>>>>

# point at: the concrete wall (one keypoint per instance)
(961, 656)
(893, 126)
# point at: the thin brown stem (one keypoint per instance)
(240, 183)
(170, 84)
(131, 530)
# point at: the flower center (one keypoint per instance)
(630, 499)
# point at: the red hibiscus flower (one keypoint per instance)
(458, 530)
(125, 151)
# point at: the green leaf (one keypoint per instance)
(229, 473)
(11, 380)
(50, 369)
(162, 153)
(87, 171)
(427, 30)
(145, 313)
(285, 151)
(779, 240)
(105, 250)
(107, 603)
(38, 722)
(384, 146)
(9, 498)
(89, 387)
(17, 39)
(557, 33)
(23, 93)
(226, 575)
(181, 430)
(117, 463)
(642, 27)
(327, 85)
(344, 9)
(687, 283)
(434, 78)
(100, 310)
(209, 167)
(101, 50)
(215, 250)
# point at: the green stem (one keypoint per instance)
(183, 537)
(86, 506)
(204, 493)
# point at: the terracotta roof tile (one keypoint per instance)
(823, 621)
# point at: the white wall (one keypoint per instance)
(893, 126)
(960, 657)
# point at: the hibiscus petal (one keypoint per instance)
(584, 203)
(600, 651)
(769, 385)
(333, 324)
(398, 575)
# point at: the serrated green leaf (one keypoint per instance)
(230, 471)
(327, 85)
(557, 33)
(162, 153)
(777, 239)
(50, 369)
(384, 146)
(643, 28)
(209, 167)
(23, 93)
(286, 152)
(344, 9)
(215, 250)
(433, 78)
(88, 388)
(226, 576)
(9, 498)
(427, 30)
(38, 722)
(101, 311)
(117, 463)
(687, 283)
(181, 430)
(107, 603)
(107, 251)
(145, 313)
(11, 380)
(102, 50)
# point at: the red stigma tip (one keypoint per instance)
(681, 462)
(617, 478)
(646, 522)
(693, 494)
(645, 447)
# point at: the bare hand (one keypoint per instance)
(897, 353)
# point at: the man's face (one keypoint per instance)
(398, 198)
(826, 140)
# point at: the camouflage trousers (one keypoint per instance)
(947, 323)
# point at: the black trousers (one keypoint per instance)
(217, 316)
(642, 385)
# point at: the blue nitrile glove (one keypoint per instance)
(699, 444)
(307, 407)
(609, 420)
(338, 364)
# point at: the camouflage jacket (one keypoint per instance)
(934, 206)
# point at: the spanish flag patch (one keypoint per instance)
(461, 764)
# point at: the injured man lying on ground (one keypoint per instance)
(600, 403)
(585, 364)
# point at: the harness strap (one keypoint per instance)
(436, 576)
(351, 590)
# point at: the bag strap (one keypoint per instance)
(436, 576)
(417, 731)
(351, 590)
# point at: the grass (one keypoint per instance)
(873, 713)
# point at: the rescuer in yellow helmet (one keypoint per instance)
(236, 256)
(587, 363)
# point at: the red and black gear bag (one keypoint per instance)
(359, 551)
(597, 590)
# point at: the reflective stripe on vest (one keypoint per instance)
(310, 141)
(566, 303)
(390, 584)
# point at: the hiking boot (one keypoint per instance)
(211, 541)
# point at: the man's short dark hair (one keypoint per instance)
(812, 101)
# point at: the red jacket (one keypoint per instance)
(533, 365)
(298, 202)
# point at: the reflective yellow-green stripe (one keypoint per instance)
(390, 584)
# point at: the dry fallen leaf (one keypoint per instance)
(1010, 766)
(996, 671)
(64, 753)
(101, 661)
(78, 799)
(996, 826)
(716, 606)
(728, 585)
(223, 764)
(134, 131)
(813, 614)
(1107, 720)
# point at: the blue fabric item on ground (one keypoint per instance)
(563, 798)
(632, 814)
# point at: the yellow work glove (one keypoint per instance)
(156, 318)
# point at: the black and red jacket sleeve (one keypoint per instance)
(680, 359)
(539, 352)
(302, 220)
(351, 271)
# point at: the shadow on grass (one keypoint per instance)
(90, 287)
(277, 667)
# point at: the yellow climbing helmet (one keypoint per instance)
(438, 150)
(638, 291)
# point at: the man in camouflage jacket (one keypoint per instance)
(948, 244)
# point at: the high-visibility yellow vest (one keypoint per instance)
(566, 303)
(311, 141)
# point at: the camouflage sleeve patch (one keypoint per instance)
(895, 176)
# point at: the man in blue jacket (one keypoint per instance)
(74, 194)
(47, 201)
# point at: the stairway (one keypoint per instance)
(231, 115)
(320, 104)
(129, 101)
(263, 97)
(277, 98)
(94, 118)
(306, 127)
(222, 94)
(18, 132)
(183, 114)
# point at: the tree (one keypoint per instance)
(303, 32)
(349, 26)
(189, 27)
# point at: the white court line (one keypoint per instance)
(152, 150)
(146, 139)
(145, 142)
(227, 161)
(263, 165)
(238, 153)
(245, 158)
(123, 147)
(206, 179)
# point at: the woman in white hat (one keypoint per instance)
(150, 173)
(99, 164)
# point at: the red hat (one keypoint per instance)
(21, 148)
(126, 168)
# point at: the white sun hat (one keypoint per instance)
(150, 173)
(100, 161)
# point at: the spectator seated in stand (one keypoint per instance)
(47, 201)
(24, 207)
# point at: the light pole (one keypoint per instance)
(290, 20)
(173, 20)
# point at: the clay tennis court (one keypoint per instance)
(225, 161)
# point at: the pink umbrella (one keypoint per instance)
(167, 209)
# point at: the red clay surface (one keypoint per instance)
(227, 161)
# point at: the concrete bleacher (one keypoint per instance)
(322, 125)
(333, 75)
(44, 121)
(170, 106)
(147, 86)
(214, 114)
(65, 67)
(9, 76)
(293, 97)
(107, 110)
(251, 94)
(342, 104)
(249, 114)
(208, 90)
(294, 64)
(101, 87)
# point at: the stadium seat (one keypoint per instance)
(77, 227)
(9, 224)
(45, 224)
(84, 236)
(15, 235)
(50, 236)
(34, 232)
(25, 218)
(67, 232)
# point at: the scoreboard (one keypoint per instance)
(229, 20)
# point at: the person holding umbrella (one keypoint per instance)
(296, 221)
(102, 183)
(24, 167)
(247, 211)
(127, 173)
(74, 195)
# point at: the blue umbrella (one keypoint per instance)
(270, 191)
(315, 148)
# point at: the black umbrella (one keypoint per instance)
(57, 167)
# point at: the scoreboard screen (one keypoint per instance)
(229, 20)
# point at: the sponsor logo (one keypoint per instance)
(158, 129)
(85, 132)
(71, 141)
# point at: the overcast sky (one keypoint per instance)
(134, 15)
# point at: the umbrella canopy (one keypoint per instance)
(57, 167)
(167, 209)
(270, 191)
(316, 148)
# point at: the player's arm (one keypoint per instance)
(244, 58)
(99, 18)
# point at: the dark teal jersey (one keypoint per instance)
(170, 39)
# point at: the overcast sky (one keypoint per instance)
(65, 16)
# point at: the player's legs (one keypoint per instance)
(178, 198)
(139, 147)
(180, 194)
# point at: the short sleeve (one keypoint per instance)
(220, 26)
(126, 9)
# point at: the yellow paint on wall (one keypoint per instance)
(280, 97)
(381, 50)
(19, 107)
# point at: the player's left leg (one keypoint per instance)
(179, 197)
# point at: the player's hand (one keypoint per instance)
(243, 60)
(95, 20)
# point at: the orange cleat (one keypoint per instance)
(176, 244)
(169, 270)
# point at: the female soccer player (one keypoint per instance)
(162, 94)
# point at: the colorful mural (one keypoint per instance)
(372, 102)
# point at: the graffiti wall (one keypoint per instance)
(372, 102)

<<<<

Task instructions –
Copy the material above verbatim.

Task answer –
# point at: the concrete wall (one keypoint per instance)
(961, 656)
(893, 126)
# point at: the thin brown stem (one keypoint per instance)
(240, 183)
(170, 84)
(131, 530)
# point at: the flower center (one keypoint per instance)
(630, 499)
# point at: the red hibiscus flower (one keypoint per instance)
(458, 530)
(125, 151)
# point at: the green leaf (one keypoint per instance)
(229, 473)
(11, 380)
(50, 369)
(162, 153)
(87, 171)
(427, 30)
(145, 313)
(285, 151)
(779, 240)
(105, 250)
(107, 603)
(38, 722)
(384, 146)
(9, 498)
(89, 387)
(17, 39)
(557, 33)
(23, 93)
(226, 575)
(181, 430)
(117, 463)
(642, 27)
(327, 85)
(344, 9)
(687, 283)
(434, 78)
(100, 310)
(209, 167)
(101, 50)
(215, 250)
# point at: the green stem (one keypoint per instance)
(183, 537)
(86, 506)
(204, 493)
# point at: the terracotta roof tile (one keypoint per instance)
(823, 621)
# point at: the white wall (one keypoint per instance)
(893, 126)
(960, 657)
# point at: the hibiscus petal (one keypoint per instance)
(584, 203)
(600, 651)
(769, 385)
(333, 324)
(398, 575)
# point at: the serrated green leaf (one keypoint per instance)
(230, 471)
(327, 85)
(557, 33)
(162, 153)
(777, 239)
(50, 369)
(384, 146)
(643, 28)
(209, 167)
(23, 93)
(286, 152)
(344, 9)
(215, 250)
(433, 78)
(88, 388)
(226, 576)
(9, 498)
(427, 30)
(38, 722)
(101, 311)
(117, 463)
(687, 283)
(181, 430)
(107, 603)
(107, 251)
(145, 313)
(11, 380)
(102, 50)
# point at: the red stigma tip (one keypoint per instance)
(681, 462)
(617, 478)
(646, 522)
(693, 494)
(645, 447)
# point at: the bare hand (one keypoint per instance)
(897, 353)
# point at: the man's face (one keypoint per instance)
(398, 198)
(826, 140)
# point at: the camouflage trousers (one keypoint per instance)
(947, 323)
# point at: the black trousers (one keypoint per instance)
(217, 316)
(642, 385)
# point at: the blue nitrile glove (one keypoint per instance)
(699, 444)
(307, 407)
(609, 420)
(338, 364)
# point at: the camouflage jacket (one keypoint per instance)
(934, 206)
# point at: the spanish flag patch (one keypoint per instance)
(461, 764)
# point at: the injured man lying on ground (one keypoint per instance)
(600, 403)
(585, 364)
# point at: the harness strap (one keypoint per instance)
(436, 576)
(351, 590)
# point at: the bag strap (one keypoint per instance)
(436, 576)
(417, 731)
(351, 590)
# point at: the grass (one keypoint per instance)
(873, 713)
# point at: the rescuer in yellow helmet (one keypoint per instance)
(236, 256)
(587, 363)
# point at: the red and black gear bag (one keypoint per instance)
(359, 551)
(597, 590)
# point at: the reflective stripe on vest (one keypoint per instance)
(310, 141)
(566, 303)
(390, 584)
# point at: the hiking boot (one keypoint per instance)
(211, 541)
# point at: the man's short dark hair (one keypoint per instance)
(812, 101)
# point at: the red jacket (one keypoint per instance)
(533, 365)
(298, 202)
# point at: the reflective yellow-green stripe (one keypoint per instance)
(390, 584)
# point at: the dry fallen leaf (one keypoint per instance)
(1010, 766)
(996, 671)
(64, 753)
(101, 661)
(78, 799)
(996, 826)
(716, 606)
(728, 585)
(223, 764)
(134, 131)
(813, 614)
(1107, 720)
# point at: the blue fabric item on ground (one keypoint per instance)
(563, 798)
(632, 814)
# point at: the yellow work glove (one keypoint per instance)
(156, 318)
# point at: the black and red jacket sleeve (one keypoint per instance)
(680, 359)
(539, 352)
(302, 220)
(351, 271)
# point at: the shadow on grass (one keypoint per instance)
(90, 287)
(277, 667)
# point at: the yellow climbing helmet (one keypoint per instance)
(438, 150)
(638, 291)
# point at: the man in camouflage jacket (one keypoint per instance)
(948, 244)
# point at: the high-visibility yellow vest (one keypoint per instance)
(566, 303)
(311, 141)
# point at: the camouflage sleeve patch (one keypoint per instance)
(895, 176)
# point at: the man in blue jacket (one keypoint per instance)
(74, 194)
(47, 201)
# point at: the stairway (one keypoint per instance)
(231, 115)
(320, 104)
(129, 101)
(263, 97)
(277, 98)
(94, 118)
(306, 127)
(222, 94)
(18, 132)
(183, 114)
# point at: the tree (one keypoint per instance)
(303, 32)
(349, 26)
(189, 27)
# point at: the white court line (one keypoint per instance)
(152, 150)
(146, 139)
(145, 142)
(227, 161)
(263, 165)
(238, 153)
(245, 158)
(123, 147)
(206, 179)
# point at: the woman in white hat (one keypoint per instance)
(150, 173)
(99, 164)
# point at: the red hat (one keypoint per instance)
(21, 148)
(126, 168)
# point at: the white sun hat (one keypoint per instance)
(150, 173)
(100, 161)
# point at: the spectator seated in stand (one keypoint per instance)
(47, 201)
(24, 207)
# point at: the light pole (one keypoint per instance)
(290, 20)
(173, 20)
# point at: the clay tennis court (one keypoint per instance)
(225, 161)
# point at: the pink umbrella (one keypoint per instance)
(167, 209)
# point at: the red clay surface (one keypoint per instance)
(227, 161)
# point at: the concrete bleacher (one keypoint per instance)
(322, 125)
(333, 75)
(44, 121)
(170, 106)
(147, 86)
(214, 114)
(65, 67)
(9, 76)
(293, 97)
(107, 110)
(251, 94)
(342, 104)
(249, 114)
(208, 90)
(294, 64)
(101, 87)
# point at: the stadium seat (one keypoint per instance)
(77, 227)
(9, 224)
(45, 224)
(84, 236)
(15, 235)
(50, 236)
(34, 232)
(25, 218)
(67, 232)
# point at: the scoreboard (one keypoint per instance)
(229, 20)
# point at: the person holding umbrella (one keypoint per instance)
(296, 221)
(102, 183)
(24, 167)
(247, 211)
(127, 173)
(74, 195)
# point at: the blue umbrella (one keypoint per instance)
(270, 191)
(315, 148)
# point at: the black umbrella (one keypoint per instance)
(57, 167)
# point at: the scoreboard screen (one keypoint per instance)
(229, 20)
# point at: the sponsor logo (one keypoint per instance)
(158, 129)
(85, 132)
(71, 141)
# point at: the overcast sky (one keypoint per instance)
(134, 15)
# point at: the umbrella canopy (one keypoint per instance)
(57, 167)
(167, 209)
(270, 191)
(316, 148)
# point at: the player's arm (one keypoint per instance)
(244, 58)
(99, 18)
# point at: the dark teal jersey (one keypoint per instance)
(170, 39)
# point at: the overcast sky (one keypoint per instance)
(65, 16)
# point at: the player's legs (one keypoint per instance)
(178, 198)
(139, 147)
(180, 194)
# point at: the short sleeve (one keypoint per instance)
(220, 26)
(126, 9)
# point at: the yellow paint on wall (one keypoint per instance)
(280, 97)
(381, 50)
(19, 107)
# point at: the player's left leg (one keypoint per instance)
(179, 197)
# point at: the player's hand (one keypoint per instance)
(243, 60)
(95, 20)
# point at: the orange cleat (one keypoint per instance)
(176, 244)
(169, 270)
# point at: the female soccer player (one keypoint per instance)
(162, 94)
# point at: the colorful mural (one keypoint per instance)
(372, 102)
# point at: the graffiti wall (one keypoint per instance)
(372, 102)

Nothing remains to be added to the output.